## What you have to do:
Your job is to restate each entry word for word.
# # # # #
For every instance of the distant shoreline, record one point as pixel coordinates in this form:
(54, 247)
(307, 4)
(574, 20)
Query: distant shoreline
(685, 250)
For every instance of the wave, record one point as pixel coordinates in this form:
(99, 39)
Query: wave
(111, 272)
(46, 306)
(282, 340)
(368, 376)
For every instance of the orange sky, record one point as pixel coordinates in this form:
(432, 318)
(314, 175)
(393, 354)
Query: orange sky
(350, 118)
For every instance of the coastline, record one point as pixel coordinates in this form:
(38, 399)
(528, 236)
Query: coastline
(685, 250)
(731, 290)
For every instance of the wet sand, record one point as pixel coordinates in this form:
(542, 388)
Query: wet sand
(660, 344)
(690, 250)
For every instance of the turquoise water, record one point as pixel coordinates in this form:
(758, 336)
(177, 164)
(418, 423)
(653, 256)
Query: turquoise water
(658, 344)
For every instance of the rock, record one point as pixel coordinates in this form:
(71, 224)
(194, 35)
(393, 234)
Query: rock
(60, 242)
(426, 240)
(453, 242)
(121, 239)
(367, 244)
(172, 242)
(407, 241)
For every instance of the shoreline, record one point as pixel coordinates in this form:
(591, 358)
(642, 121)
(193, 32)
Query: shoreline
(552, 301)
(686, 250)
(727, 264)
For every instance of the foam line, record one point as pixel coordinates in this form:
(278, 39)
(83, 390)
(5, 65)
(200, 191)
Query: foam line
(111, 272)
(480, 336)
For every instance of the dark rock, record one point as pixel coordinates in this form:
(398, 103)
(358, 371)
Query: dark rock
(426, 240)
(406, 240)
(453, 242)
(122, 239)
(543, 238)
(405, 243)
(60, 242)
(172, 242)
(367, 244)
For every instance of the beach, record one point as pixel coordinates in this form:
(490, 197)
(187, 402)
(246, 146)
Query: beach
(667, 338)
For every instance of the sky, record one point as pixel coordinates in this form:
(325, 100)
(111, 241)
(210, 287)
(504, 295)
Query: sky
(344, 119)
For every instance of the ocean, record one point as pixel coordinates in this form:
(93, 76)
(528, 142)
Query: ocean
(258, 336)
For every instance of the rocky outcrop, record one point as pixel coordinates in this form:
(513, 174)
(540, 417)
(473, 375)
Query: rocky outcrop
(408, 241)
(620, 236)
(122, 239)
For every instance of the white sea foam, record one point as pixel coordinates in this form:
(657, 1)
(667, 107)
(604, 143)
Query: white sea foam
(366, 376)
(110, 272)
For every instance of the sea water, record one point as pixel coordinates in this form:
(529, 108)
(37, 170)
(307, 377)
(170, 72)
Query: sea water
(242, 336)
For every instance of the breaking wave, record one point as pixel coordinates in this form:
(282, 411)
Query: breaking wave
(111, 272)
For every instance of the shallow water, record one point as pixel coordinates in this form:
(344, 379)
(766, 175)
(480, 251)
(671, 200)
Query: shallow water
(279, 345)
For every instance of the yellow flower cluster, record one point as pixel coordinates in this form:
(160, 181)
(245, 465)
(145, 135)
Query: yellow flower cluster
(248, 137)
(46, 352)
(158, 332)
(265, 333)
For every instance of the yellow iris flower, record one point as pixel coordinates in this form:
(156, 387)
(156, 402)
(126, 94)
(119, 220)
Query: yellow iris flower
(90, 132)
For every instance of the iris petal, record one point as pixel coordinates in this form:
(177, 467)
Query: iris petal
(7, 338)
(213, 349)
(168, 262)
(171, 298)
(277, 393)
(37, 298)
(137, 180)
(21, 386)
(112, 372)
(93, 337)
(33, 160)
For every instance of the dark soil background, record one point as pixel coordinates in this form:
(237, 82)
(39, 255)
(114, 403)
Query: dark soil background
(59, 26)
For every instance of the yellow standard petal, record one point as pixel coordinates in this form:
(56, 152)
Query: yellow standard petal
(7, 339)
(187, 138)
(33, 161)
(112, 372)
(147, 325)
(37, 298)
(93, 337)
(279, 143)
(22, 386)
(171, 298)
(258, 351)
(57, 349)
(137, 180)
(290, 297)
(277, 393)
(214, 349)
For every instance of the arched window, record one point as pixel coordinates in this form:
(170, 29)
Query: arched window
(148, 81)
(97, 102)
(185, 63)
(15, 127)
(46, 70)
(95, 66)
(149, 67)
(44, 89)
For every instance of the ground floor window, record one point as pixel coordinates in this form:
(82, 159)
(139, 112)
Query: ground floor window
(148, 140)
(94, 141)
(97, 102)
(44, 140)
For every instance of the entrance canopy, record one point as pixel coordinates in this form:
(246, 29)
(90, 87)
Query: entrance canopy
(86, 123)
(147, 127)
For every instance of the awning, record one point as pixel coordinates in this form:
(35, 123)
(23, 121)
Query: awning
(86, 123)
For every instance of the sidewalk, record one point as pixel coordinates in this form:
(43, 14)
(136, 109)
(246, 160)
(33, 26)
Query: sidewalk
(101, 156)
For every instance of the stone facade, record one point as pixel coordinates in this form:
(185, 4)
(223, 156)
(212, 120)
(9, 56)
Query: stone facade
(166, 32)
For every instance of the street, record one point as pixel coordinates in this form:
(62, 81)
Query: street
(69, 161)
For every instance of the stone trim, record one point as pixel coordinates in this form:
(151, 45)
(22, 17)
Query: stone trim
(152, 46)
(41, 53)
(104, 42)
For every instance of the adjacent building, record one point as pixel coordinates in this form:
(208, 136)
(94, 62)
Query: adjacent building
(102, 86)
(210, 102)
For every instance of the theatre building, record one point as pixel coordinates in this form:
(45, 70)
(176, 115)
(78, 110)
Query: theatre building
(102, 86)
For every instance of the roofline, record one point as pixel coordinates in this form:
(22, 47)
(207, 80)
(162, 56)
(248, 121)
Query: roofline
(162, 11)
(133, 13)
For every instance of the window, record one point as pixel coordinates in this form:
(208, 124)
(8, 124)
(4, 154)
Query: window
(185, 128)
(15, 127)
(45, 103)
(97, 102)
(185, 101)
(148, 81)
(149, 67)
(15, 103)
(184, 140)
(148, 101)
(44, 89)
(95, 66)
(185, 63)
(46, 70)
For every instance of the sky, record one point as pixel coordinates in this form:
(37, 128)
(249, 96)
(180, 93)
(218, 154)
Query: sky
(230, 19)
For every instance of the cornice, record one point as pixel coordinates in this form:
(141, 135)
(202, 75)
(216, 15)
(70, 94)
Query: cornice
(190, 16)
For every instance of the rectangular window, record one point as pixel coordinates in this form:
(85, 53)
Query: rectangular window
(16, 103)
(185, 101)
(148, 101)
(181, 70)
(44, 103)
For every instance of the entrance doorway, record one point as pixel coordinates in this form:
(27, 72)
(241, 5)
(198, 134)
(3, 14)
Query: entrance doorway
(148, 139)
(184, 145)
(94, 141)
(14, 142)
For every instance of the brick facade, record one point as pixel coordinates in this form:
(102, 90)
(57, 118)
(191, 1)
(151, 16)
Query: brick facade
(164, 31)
# # # # #
## Exercise result:
For every instance of the distant shoreline, record one point as pixel coordinates in this form:
(54, 247)
(307, 4)
(574, 20)
Query: distant shoreline
(685, 250)
For every instance of the wave, record one point as pixel coordinates in this form:
(99, 39)
Query: wave
(111, 272)
(46, 306)
(282, 340)
(368, 376)
For every instance of the orange sky, record one point as pixel coordinates in this form:
(432, 318)
(314, 175)
(393, 354)
Query: orange sky
(350, 118)
For every instance of the coastline, record one point as pixel coordinates in this form:
(38, 399)
(528, 236)
Query: coastline
(685, 250)
(731, 290)
For every instance of the wet sand, record one point as pixel coordinates in this form:
(542, 388)
Query: wet sand
(660, 344)
(690, 250)
For every instance of the turquoise water, record one point as pixel coordinates in this form:
(758, 336)
(177, 164)
(418, 423)
(653, 256)
Query: turquoise water
(658, 344)
For every instance of the rock, record one point as pixel coordinates in this form:
(71, 224)
(194, 35)
(393, 234)
Query: rock
(60, 242)
(426, 240)
(453, 242)
(121, 239)
(367, 244)
(172, 242)
(407, 241)
For every instance of the shoreline, record one point as pixel coordinates in this form:
(591, 358)
(642, 121)
(193, 32)
Query: shoreline
(552, 301)
(686, 250)
(727, 264)
For every instance of the foam line, record one point as pixel coordinates in this form:
(278, 39)
(83, 390)
(5, 65)
(200, 191)
Query: foam line
(111, 272)
(480, 336)
For every instance of the dark rock, record one point as pixel coordinates in this form:
(398, 103)
(358, 371)
Query: dark rock
(426, 240)
(406, 240)
(453, 242)
(122, 239)
(543, 238)
(405, 243)
(60, 242)
(172, 242)
(367, 244)
For every instance of the beach, record one point as pixel coordinates in this form:
(490, 197)
(187, 402)
(246, 146)
Query: beach
(667, 338)
For every instance of the sky, record one point as pixel coordinates in this form:
(325, 100)
(111, 241)
(210, 287)
(504, 295)
Query: sky
(344, 119)
For every instance of the ocean, record one point as pixel coordinates in this form:
(93, 76)
(528, 142)
Query: ocean
(258, 336)
For every instance of the rocky outcrop, record one point as pixel coordinates in this form:
(513, 174)
(540, 417)
(473, 375)
Query: rocky outcrop
(408, 241)
(620, 236)
(122, 239)
For every instance of the white sea foam, record one point as pixel coordinates in this form:
(657, 1)
(667, 107)
(604, 143)
Query: white sea foam
(366, 376)
(110, 272)
For every instance of the sea water, record one point as pixel coordinates in this form:
(529, 108)
(37, 170)
(307, 377)
(170, 72)
Query: sea water
(242, 336)
For every instance of the breaking wave, record one point as pixel coordinates in this form:
(282, 411)
Query: breaking wave
(111, 272)
For every instance of the shallow water, record one point as pixel coordinates in this form:
(344, 379)
(766, 175)
(480, 251)
(671, 200)
Query: shallow water
(279, 345)
For every instance of the yellow flower cluster, record one point as pixel coordinates in this form:
(160, 181)
(245, 465)
(145, 135)
Query: yellow flower cluster
(248, 137)
(46, 352)
(158, 332)
(265, 333)
For every instance of the yellow iris flower, record one point as pixel coordinates in this form:
(156, 387)
(156, 402)
(126, 94)
(119, 220)
Query: yellow iris flower
(90, 132)
For every instance of the iris petal, record one point as pixel coordinates in this form:
(177, 467)
Query: iris petal
(7, 338)
(213, 349)
(168, 262)
(171, 298)
(277, 393)
(37, 298)
(137, 180)
(21, 386)
(112, 372)
(93, 337)
(33, 160)
For every instance of the dark soil background, record one point as pixel coordinates in this form:
(237, 82)
(39, 255)
(114, 403)
Query: dark soil background
(59, 26)
For every instance of the yellow standard petal, record one point as pixel coordinates in this form:
(56, 152)
Query: yellow standard petal
(7, 339)
(187, 138)
(33, 161)
(112, 372)
(147, 325)
(37, 298)
(93, 337)
(279, 143)
(22, 386)
(171, 298)
(258, 351)
(57, 349)
(137, 180)
(290, 297)
(277, 393)
(214, 349)
For every instance of the arched window, record one point as pixel coordinates in this form:
(170, 29)
Query: arched window
(148, 81)
(97, 102)
(185, 63)
(15, 127)
(46, 70)
(95, 66)
(149, 67)
(44, 89)
For every instance of the ground floor window, record one point as pixel coordinates in this form:
(82, 159)
(139, 112)
Query: ground floor window
(148, 140)
(94, 141)
(97, 102)
(44, 140)
For every instance of the entrance canopy, record one point as pixel coordinates in this form:
(246, 29)
(90, 87)
Query: entrance canopy
(86, 123)
(147, 127)
For every instance of the awning, record one point as pixel coordinates in this form:
(35, 123)
(23, 121)
Query: awning
(86, 123)
For every instance of the sidewalk, record one point as pixel coordinates in this form:
(43, 14)
(136, 109)
(246, 160)
(33, 26)
Query: sidewalk
(101, 156)
For every instance of the stone facade, record one point as pixel coordinates in this form:
(185, 4)
(223, 156)
(212, 120)
(9, 56)
Query: stone facade
(166, 32)
For every instance of the street, record one point as pixel coordinates in this form:
(62, 81)
Query: street
(69, 161)
For every instance of the stone trim, record one point as pixel coordinates in this form:
(151, 45)
(22, 17)
Query: stone trim
(152, 46)
(41, 53)
(104, 42)
For every instance of the adjacent building, record one point as pixel coordinates in this form:
(208, 136)
(94, 62)
Query: adjacent building
(102, 86)
(210, 102)
For every instance of the theatre building, record one point as pixel coordinates in this form:
(45, 70)
(176, 115)
(78, 110)
Query: theatre building
(102, 86)
For every instance of the roofline, record one point as pixel coordinates in this form:
(22, 47)
(207, 80)
(162, 56)
(248, 121)
Query: roofline
(162, 11)
(133, 13)
For every instance of the window, record one point as pixel coordinates in this form:
(208, 124)
(8, 124)
(4, 154)
Query: window
(185, 128)
(15, 127)
(45, 103)
(97, 102)
(185, 101)
(148, 81)
(149, 67)
(15, 103)
(184, 140)
(148, 101)
(44, 89)
(95, 66)
(185, 63)
(46, 70)
For every instance of the sky, record one point as pixel coordinates in this form:
(37, 128)
(249, 96)
(180, 93)
(218, 154)
Query: sky
(230, 19)
For every instance of the cornice, record one point as pixel coordinates in this form:
(141, 135)
(202, 75)
(216, 15)
(70, 94)
Query: cornice
(190, 16)
For every instance of the rectangular window, record one point as pixel coordinates in this form:
(85, 53)
Query: rectangular window
(16, 103)
(185, 101)
(148, 101)
(181, 70)
(44, 103)
For every instance of the entrance doorway, record one point as pixel coordinates in this form:
(27, 72)
(241, 5)
(198, 134)
(3, 14)
Query: entrance doorway
(148, 139)
(184, 145)
(94, 141)
(14, 142)
For every instance of the brick facade, record one point as pixel coordinates in this form:
(102, 90)
(57, 118)
(191, 1)
(151, 16)
Query: brick facade
(164, 31)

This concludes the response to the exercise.